Show all lines containing "smokebox" from the data below.

_Listed entries_
......
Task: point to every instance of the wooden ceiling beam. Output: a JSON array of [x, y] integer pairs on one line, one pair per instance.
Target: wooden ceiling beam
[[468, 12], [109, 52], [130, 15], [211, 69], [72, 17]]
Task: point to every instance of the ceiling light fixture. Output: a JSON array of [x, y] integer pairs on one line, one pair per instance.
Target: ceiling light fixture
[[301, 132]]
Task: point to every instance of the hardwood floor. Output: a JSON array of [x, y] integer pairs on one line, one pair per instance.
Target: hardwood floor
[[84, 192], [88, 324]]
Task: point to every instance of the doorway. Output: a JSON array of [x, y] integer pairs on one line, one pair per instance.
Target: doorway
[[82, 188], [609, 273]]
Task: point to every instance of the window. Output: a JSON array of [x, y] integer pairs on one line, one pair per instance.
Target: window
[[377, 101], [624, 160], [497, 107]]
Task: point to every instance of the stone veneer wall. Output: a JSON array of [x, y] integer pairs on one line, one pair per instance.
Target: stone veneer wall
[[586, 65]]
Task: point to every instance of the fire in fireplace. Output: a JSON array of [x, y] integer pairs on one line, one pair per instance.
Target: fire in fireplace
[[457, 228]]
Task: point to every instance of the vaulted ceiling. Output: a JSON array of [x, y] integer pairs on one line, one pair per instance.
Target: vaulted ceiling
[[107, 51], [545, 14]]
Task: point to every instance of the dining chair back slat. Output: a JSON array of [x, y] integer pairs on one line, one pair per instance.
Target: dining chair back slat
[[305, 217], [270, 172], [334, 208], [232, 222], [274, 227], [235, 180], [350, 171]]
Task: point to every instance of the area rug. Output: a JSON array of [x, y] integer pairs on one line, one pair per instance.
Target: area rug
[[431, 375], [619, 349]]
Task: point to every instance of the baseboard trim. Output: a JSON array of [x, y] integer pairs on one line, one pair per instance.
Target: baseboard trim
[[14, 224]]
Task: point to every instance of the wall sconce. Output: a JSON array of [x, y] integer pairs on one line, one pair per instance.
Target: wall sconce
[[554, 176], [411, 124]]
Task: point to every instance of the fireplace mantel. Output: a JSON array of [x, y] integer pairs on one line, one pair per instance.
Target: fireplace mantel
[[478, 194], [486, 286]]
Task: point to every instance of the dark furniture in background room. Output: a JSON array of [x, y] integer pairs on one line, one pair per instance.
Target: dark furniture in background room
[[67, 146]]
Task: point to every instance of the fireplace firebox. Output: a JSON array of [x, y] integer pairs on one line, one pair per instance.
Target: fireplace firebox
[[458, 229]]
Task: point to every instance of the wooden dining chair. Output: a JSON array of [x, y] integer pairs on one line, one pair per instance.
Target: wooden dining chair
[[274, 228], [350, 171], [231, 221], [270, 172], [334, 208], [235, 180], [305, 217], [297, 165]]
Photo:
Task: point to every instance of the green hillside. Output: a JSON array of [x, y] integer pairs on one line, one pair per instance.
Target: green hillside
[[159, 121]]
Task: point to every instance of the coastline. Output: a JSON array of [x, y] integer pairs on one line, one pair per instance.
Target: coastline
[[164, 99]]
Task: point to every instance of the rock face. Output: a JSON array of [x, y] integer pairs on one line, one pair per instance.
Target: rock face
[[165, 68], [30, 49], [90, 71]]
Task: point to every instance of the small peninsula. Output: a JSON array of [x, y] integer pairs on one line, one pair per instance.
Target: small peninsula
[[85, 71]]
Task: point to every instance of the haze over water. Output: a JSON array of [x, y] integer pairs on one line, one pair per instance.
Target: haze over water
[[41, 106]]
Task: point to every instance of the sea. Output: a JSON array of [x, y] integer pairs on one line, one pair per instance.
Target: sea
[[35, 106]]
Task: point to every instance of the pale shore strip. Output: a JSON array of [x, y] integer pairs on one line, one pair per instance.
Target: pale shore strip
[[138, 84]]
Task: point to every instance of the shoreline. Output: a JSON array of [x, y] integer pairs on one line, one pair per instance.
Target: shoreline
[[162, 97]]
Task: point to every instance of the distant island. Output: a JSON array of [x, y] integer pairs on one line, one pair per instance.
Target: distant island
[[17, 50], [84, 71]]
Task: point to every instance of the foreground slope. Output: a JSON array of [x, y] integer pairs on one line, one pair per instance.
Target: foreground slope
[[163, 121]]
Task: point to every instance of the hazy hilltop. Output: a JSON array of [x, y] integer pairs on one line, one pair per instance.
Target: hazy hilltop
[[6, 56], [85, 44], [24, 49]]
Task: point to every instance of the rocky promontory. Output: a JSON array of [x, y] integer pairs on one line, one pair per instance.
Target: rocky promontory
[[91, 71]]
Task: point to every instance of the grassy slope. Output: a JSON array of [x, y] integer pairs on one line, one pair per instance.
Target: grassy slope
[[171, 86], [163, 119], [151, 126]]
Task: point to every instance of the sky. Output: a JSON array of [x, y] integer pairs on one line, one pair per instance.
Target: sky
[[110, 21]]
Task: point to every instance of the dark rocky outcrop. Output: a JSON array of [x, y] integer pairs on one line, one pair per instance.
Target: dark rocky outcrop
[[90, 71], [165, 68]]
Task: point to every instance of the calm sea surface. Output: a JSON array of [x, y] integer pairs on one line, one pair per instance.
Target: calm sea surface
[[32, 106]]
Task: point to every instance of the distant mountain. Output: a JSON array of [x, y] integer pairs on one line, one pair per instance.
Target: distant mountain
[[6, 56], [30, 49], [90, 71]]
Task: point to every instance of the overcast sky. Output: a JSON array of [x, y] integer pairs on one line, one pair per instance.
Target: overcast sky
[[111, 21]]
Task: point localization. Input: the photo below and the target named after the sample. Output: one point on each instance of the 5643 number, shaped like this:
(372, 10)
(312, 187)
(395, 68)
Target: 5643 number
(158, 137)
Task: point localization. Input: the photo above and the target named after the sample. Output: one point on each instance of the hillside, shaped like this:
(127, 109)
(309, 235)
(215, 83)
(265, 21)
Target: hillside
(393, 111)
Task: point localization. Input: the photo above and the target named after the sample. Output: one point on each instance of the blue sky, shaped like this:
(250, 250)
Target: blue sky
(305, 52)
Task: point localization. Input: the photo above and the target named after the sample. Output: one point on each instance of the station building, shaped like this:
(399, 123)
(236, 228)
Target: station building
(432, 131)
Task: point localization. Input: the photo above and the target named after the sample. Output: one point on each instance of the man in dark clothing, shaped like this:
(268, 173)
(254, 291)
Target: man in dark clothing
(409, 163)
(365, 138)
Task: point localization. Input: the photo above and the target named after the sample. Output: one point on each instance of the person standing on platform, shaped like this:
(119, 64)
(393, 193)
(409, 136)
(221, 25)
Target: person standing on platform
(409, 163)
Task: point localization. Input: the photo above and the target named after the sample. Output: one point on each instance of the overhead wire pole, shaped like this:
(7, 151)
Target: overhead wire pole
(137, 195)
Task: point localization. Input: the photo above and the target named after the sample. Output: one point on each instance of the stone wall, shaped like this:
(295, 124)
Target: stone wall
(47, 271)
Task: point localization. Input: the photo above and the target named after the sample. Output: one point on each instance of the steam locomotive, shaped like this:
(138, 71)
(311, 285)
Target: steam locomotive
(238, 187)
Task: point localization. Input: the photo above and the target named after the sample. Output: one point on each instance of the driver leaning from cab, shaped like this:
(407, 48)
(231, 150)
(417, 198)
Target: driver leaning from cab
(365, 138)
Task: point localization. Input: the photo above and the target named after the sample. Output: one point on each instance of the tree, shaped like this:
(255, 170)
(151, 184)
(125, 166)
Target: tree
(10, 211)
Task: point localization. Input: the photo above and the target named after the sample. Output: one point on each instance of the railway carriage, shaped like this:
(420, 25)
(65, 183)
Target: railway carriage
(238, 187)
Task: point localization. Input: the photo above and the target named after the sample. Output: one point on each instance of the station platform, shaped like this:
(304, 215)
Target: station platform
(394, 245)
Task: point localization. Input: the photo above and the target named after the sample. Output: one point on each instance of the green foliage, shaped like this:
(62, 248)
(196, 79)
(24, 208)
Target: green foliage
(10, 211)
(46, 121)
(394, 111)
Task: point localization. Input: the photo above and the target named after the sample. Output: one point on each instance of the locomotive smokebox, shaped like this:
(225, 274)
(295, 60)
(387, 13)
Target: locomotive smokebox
......
_Answer area_
Task: point localization. Input: the photo above and the target named after the sample. Output: one point on each instance of the locomotive smokebox, shaped like this:
Target: locomotive smokebox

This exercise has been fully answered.